* _Given request_
Show each line below that contains the word "wingtip", copying every such line in full.

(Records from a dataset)

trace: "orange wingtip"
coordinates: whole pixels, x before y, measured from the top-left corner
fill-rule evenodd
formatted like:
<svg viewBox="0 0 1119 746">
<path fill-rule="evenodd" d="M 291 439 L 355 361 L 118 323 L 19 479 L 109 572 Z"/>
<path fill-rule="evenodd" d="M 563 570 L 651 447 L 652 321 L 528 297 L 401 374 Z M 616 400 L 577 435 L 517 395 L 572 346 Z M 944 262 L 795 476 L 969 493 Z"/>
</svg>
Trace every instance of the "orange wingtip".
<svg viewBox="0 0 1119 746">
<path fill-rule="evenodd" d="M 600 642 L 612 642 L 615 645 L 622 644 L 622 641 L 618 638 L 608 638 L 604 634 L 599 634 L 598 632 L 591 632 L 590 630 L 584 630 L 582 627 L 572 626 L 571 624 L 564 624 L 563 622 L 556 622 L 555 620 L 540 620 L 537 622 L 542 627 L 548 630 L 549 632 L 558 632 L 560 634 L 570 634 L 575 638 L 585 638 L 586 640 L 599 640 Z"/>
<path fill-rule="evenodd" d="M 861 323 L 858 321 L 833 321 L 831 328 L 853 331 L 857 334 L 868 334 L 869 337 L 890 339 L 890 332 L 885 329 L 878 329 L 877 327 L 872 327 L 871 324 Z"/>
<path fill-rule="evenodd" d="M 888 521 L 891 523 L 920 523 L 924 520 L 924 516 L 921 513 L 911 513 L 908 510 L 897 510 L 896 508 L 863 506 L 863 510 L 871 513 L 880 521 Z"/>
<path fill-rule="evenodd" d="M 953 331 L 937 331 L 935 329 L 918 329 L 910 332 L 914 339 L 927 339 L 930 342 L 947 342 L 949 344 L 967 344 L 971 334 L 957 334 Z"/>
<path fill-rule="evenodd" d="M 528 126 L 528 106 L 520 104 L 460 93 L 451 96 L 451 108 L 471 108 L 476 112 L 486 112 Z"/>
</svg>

---

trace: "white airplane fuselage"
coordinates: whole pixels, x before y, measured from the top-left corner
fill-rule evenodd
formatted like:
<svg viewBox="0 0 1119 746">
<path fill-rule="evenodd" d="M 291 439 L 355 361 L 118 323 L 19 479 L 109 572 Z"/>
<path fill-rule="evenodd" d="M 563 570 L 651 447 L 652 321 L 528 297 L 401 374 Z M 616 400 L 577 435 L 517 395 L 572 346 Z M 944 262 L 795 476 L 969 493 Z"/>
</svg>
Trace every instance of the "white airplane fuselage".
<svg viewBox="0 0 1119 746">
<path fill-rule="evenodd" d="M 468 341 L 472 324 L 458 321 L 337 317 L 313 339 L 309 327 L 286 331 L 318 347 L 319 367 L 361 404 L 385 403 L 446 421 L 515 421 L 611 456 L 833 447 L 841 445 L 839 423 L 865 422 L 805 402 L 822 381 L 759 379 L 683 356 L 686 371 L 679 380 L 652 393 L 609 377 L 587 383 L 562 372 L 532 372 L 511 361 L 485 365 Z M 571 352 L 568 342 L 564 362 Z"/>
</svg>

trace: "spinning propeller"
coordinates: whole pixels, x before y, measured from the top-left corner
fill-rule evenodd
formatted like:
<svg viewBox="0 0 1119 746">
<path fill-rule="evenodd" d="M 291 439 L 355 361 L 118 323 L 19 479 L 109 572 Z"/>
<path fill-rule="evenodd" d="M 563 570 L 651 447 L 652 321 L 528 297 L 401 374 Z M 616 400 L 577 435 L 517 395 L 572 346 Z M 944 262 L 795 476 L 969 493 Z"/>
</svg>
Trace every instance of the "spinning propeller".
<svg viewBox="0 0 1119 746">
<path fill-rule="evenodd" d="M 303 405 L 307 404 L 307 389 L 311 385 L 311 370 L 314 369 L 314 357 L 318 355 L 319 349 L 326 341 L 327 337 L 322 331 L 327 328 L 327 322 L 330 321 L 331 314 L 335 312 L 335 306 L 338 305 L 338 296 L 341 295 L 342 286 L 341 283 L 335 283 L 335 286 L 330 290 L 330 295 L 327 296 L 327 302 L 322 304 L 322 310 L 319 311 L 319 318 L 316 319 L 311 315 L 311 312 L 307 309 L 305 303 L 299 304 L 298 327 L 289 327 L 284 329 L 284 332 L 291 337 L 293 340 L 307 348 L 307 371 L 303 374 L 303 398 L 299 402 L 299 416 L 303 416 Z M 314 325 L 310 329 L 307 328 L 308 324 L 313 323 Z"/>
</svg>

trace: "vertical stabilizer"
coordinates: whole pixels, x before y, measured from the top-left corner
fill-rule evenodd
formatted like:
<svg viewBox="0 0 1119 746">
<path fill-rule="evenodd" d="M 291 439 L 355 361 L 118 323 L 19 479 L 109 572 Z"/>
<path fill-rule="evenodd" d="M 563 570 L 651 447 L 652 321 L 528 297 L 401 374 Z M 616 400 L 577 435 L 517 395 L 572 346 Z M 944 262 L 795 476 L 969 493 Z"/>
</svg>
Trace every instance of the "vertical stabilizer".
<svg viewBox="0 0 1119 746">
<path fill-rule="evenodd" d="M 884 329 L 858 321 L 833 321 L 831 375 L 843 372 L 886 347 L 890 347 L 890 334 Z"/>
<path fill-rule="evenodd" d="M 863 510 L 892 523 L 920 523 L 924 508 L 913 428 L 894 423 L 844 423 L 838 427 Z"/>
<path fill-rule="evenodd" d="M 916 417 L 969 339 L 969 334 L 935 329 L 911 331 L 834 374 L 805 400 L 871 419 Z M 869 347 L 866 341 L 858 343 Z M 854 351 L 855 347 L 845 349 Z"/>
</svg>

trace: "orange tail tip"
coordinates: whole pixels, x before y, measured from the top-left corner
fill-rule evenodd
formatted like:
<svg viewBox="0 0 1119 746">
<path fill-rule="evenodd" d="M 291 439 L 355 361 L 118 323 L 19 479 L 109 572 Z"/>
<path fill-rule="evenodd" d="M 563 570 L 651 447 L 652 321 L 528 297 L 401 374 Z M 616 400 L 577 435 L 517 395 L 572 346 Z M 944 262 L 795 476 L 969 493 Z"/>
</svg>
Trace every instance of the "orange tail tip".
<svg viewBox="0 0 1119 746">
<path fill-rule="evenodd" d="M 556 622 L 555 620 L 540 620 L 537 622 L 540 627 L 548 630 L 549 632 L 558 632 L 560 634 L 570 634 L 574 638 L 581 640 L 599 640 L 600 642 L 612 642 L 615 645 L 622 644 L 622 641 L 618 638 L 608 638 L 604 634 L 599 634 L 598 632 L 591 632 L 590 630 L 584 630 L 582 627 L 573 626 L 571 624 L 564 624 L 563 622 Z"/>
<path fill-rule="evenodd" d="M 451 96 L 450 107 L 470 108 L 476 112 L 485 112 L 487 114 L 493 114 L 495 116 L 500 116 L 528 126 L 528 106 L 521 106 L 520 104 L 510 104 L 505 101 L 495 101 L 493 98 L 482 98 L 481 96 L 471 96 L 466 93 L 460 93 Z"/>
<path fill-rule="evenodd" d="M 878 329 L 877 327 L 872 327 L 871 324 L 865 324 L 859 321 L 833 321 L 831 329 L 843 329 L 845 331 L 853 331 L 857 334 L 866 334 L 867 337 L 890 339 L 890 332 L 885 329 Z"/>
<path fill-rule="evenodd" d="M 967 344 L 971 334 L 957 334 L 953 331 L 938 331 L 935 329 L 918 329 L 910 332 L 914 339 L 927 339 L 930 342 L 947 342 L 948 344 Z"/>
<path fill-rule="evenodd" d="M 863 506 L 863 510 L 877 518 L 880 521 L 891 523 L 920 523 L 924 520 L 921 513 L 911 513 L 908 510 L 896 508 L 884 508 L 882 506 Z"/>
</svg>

* _Completed exercise_
trace: "orange wingtip"
Trace every instance of the "orange wingtip".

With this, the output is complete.